• What needs to be done
Say how many lines in the material below hold the word "arched", and say nothing else.

════════════════

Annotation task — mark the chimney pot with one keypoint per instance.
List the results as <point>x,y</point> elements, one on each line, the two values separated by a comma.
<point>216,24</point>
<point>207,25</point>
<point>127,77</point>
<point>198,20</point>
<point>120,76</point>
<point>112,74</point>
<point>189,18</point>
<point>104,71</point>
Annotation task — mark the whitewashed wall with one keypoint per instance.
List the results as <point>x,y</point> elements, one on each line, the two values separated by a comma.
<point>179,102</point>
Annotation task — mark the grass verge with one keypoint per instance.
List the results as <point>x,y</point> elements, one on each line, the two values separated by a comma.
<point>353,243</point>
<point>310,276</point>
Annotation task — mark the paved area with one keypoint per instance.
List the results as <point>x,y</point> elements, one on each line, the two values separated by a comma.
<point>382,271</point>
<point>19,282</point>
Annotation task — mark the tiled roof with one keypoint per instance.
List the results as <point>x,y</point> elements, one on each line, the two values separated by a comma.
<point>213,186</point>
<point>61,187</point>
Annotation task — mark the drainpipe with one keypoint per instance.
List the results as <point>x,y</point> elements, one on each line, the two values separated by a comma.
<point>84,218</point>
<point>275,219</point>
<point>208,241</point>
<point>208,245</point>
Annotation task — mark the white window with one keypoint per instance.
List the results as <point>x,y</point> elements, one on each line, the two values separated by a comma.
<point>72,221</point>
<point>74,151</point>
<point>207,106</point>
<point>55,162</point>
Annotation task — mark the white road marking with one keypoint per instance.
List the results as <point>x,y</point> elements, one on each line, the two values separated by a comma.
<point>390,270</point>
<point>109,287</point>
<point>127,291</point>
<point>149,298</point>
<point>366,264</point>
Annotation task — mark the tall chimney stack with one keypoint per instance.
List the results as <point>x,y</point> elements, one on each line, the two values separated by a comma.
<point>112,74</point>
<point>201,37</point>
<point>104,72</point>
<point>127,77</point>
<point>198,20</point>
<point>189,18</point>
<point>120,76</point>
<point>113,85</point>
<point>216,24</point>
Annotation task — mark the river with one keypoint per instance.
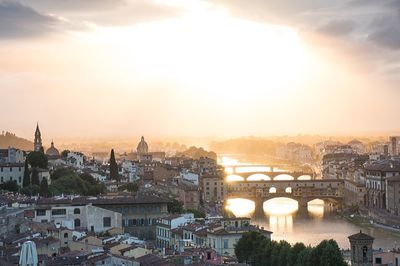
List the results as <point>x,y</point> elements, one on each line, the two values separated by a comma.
<point>321,222</point>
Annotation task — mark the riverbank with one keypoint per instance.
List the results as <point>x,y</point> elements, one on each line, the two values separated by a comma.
<point>366,222</point>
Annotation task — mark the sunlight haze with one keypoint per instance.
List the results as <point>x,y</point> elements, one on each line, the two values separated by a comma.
<point>199,68</point>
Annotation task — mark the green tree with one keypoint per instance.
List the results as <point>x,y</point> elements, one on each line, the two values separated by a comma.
<point>304,257</point>
<point>35,176</point>
<point>60,172</point>
<point>197,213</point>
<point>44,188</point>
<point>73,184</point>
<point>37,159</point>
<point>113,167</point>
<point>284,252</point>
<point>294,253</point>
<point>252,247</point>
<point>26,182</point>
<point>10,185</point>
<point>327,253</point>
<point>175,206</point>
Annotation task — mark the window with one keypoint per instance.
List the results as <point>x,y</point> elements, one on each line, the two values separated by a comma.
<point>106,221</point>
<point>77,223</point>
<point>40,212</point>
<point>226,243</point>
<point>58,212</point>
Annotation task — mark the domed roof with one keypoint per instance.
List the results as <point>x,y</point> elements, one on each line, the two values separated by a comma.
<point>142,147</point>
<point>52,151</point>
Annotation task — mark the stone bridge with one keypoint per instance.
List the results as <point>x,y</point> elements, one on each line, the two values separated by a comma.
<point>302,191</point>
<point>275,175</point>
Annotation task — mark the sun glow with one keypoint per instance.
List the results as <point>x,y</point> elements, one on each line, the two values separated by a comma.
<point>206,50</point>
<point>240,207</point>
<point>280,206</point>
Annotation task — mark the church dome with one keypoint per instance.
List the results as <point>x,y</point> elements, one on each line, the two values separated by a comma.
<point>52,152</point>
<point>142,147</point>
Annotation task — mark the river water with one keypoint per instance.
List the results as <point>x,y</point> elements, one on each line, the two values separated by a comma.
<point>320,222</point>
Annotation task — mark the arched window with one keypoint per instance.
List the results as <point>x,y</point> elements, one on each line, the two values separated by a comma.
<point>77,223</point>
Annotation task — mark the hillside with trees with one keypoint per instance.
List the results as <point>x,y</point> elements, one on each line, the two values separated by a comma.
<point>8,139</point>
<point>256,249</point>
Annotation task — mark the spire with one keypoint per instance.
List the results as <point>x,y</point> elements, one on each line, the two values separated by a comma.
<point>38,139</point>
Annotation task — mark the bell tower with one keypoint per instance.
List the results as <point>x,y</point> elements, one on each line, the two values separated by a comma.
<point>361,249</point>
<point>38,139</point>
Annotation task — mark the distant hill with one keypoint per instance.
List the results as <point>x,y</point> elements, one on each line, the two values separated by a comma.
<point>8,139</point>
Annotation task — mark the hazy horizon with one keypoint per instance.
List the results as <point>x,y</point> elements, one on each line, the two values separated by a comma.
<point>199,69</point>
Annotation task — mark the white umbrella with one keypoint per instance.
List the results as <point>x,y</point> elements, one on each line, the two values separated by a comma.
<point>28,256</point>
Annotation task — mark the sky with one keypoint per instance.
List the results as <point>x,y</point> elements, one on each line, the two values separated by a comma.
<point>205,68</point>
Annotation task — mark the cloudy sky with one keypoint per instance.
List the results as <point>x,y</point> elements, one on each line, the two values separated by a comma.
<point>218,68</point>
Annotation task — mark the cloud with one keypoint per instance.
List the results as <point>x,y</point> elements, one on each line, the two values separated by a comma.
<point>338,27</point>
<point>106,12</point>
<point>19,21</point>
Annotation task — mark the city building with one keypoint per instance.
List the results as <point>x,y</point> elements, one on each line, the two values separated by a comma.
<point>139,214</point>
<point>52,152</point>
<point>394,143</point>
<point>213,188</point>
<point>76,213</point>
<point>223,238</point>
<point>361,249</point>
<point>37,145</point>
<point>375,177</point>
<point>12,172</point>
<point>165,226</point>
<point>393,194</point>
<point>11,155</point>
<point>76,160</point>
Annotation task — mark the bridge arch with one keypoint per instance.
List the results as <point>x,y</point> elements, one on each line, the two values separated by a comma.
<point>274,206</point>
<point>259,177</point>
<point>304,177</point>
<point>233,178</point>
<point>283,177</point>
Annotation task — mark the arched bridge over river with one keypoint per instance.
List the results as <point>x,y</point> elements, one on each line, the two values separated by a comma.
<point>302,191</point>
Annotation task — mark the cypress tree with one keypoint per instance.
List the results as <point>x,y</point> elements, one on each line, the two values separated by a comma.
<point>35,177</point>
<point>44,188</point>
<point>113,167</point>
<point>27,175</point>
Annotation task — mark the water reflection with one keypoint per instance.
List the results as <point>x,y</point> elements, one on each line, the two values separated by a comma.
<point>241,207</point>
<point>258,177</point>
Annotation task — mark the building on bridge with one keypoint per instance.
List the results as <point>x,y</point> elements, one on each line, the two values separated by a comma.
<point>376,176</point>
<point>302,191</point>
<point>361,249</point>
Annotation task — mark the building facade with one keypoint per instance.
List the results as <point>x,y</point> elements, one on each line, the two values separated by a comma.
<point>12,172</point>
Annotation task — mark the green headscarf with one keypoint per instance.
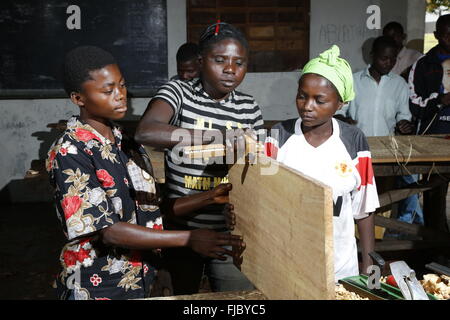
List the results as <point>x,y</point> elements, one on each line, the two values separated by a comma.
<point>335,69</point>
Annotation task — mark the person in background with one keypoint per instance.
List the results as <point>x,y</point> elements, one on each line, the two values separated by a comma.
<point>187,62</point>
<point>204,105</point>
<point>406,56</point>
<point>429,100</point>
<point>381,108</point>
<point>334,153</point>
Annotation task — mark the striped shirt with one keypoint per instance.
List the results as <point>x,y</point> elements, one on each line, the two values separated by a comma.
<point>195,109</point>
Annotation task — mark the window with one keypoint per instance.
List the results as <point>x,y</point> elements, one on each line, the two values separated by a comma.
<point>277,30</point>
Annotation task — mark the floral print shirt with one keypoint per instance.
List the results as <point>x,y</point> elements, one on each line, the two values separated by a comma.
<point>95,186</point>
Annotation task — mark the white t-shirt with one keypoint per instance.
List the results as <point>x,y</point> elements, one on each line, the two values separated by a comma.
<point>343,162</point>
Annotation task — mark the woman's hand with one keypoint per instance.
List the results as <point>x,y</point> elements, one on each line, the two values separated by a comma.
<point>404,127</point>
<point>211,244</point>
<point>220,194</point>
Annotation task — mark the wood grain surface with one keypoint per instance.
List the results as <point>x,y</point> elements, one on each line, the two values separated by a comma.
<point>286,221</point>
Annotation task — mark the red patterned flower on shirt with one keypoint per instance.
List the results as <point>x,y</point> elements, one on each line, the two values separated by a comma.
<point>85,135</point>
<point>50,160</point>
<point>88,151</point>
<point>105,178</point>
<point>95,280</point>
<point>70,205</point>
<point>136,258</point>
<point>157,227</point>
<point>70,258</point>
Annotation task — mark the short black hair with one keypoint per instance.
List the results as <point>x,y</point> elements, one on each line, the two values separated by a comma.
<point>187,52</point>
<point>79,62</point>
<point>383,42</point>
<point>224,30</point>
<point>393,25</point>
<point>442,21</point>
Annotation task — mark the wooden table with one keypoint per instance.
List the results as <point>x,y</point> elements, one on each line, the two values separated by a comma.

════════════════

• Exercise solution
2